Return the listing below in full, with every line exactly as it is.
--- Start EXERCISE INPUTS ---
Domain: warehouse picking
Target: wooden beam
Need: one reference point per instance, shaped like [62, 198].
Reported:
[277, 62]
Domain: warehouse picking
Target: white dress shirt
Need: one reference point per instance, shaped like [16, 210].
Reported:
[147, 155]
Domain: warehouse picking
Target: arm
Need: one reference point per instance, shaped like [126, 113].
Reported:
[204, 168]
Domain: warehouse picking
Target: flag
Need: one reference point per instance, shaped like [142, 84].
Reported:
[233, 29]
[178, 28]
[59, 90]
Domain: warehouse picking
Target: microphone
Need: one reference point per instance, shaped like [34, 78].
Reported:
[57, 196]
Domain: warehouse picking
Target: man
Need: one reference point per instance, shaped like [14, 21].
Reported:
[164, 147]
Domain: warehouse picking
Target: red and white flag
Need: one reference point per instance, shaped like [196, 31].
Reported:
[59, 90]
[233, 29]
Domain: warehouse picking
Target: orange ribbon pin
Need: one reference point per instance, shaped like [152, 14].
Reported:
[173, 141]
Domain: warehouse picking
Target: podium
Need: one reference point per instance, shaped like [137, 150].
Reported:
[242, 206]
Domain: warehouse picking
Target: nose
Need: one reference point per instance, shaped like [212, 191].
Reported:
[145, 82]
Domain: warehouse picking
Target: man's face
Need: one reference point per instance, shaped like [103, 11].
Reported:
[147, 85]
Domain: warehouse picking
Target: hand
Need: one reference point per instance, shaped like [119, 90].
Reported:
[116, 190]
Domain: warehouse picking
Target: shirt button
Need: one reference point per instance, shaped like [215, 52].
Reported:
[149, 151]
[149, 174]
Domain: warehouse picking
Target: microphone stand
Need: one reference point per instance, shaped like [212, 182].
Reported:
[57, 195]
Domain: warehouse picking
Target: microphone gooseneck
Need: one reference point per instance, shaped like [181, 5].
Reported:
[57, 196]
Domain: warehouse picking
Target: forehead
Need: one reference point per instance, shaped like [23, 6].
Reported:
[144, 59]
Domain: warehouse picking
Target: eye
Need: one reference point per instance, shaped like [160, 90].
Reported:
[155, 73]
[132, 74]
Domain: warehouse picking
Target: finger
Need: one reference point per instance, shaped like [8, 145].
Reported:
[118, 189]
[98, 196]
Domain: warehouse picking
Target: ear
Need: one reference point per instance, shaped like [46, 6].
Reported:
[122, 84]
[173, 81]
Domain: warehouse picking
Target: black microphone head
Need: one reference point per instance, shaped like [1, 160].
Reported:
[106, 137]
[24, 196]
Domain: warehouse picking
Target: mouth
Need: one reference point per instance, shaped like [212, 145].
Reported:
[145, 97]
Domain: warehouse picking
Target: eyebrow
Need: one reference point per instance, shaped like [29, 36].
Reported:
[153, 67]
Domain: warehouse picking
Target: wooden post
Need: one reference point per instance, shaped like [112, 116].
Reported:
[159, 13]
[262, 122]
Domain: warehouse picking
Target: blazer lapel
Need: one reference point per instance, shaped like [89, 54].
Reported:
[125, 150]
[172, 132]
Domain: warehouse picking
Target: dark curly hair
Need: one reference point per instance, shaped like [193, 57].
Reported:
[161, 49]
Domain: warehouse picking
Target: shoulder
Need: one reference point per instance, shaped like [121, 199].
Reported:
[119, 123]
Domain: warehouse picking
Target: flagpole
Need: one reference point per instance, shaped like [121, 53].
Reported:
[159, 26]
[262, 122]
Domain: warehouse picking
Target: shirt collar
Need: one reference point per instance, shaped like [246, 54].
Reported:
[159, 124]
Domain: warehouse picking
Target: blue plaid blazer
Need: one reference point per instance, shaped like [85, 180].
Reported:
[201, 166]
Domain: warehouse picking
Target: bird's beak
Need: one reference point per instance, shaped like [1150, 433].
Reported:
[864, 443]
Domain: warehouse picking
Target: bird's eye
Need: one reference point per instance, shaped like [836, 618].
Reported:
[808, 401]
--- End EXERCISE INPUTS ---
> CORRECT RESULT:
Domain: warehouse picking
Target: wooden beam
Need: one reference point per instance, shaped like [62, 198].
Reported:
[277, 62]
Domain: warehouse picking
Target: white dress shirt
Need: one reference point per instance, shaped like [16, 210].
Reported:
[147, 155]
Domain: warehouse picking
Target: arm
Need: one reference point per instance, shaped like [126, 113].
Reported:
[204, 168]
Domain: warehouse picking
Target: flag
Need: one reference point per instance, shaped like [142, 84].
Reported:
[233, 29]
[178, 28]
[59, 90]
Domain: warehouse picking
Target: microphone
Need: one reference point per instance, shaped like [34, 78].
Reported:
[57, 196]
Domain: warehouse picking
Target: man
Need: one reference point per instance, shaped like [14, 21].
Reported:
[164, 147]
Domain: warehouse picking
Target: red and white flag
Need: one reference point per instance, shaped like [196, 31].
Reported:
[59, 90]
[233, 29]
Domain: warehouse picking
Target: orange ribbon pin
Need: one reference point per instance, shaped like [152, 14].
Reported:
[173, 141]
Domain: warehouse picking
Target: podium
Need: one reference point per instance, shaped like [137, 150].
Reported:
[242, 206]
Domain: warehouse picking
Target: nose
Need: one reference point per instance, shaped like [212, 191].
Reported:
[145, 82]
Domain: warehouse picking
Target: man's face
Need: one reference point per instance, shaped like [103, 11].
Reported:
[147, 85]
Domain: warehouse picking
Target: hand
Need: one reference point per instance, shaped like [119, 90].
Reported:
[116, 190]
Domain: warehouse picking
Target: shirt button
Need: one reference point per instance, shaped like [215, 52].
Reported:
[149, 151]
[149, 174]
Domain: warehouse picking
Target: microphone stand
Need: one reference point per instance, shaped like [212, 182].
Reported:
[57, 195]
Domain: warehouse picking
Target: microphone gooseneck
Need: one reference point per instance, shaped like [181, 5].
Reported:
[57, 196]
Domain: warehouse picking
Target: forehead
Need: one reference point per instance, shaped like [23, 6].
Reported:
[144, 59]
Domain: warehouse picking
Target: eye
Need: one reference point per instance, shaped like [160, 90].
Reported:
[155, 73]
[132, 74]
Domain: warehouse picking
Target: finger
Need: one reference point per instance, shaped like [8, 145].
Reported:
[118, 189]
[98, 196]
Domain: warehouse picking
Target: ear
Need: one reference point per instance, shaped like [46, 6].
Reported:
[122, 84]
[173, 81]
Domain: warehouse picking
Target: black microphone head
Need: one reference point per instance, shaped like [1, 160].
Reported:
[106, 137]
[24, 196]
Domain: warehouse picking
Target: mouth
Need: one reference point per instance, shaped like [212, 145].
Reported:
[145, 97]
Domain: warehouse picking
Target: eyebrow
Need: one reference point per instance, shaped like [29, 36].
Reported:
[153, 67]
Domain: warehouse picking
Target: wooden post
Need: one reference point per instance, shaped like [112, 116].
Reported:
[159, 13]
[262, 122]
Domain: warehouse picking
Target: blazer lapel
Need: one reference point per instance, shaped like [89, 54].
Reported:
[125, 150]
[172, 132]
Domain: warehouse picking
Target: dark curly hair
Need: one reference point per instance, shaped like [193, 57].
Reported:
[161, 49]
Domain: warehouse picking
Target: shoulder
Need: one reference point per instance, shaped like [121, 199].
Reported:
[119, 123]
Domain: warehouse picking
Target: flagpole
Need: one reference point per instance, shaped like [121, 53].
Reported:
[159, 26]
[262, 122]
Domain: warehouse picking
Target: shirt collar
Need: one reference point per instance, shaped like [246, 54].
Reported:
[159, 124]
Domain: warehouse picking
Target: blue plaid blazer
Need: one reference point per instance, shaped like [85, 180].
Reported:
[201, 166]
Domain: warehouse picking
Target: bird's beak
Need: one reference point per instance, shaped like [1150, 433].
Reported:
[864, 443]
Domain: warehouse picking
Target: bird's eye
Need: one reference point per instance, shaped like [836, 618].
Reported:
[808, 401]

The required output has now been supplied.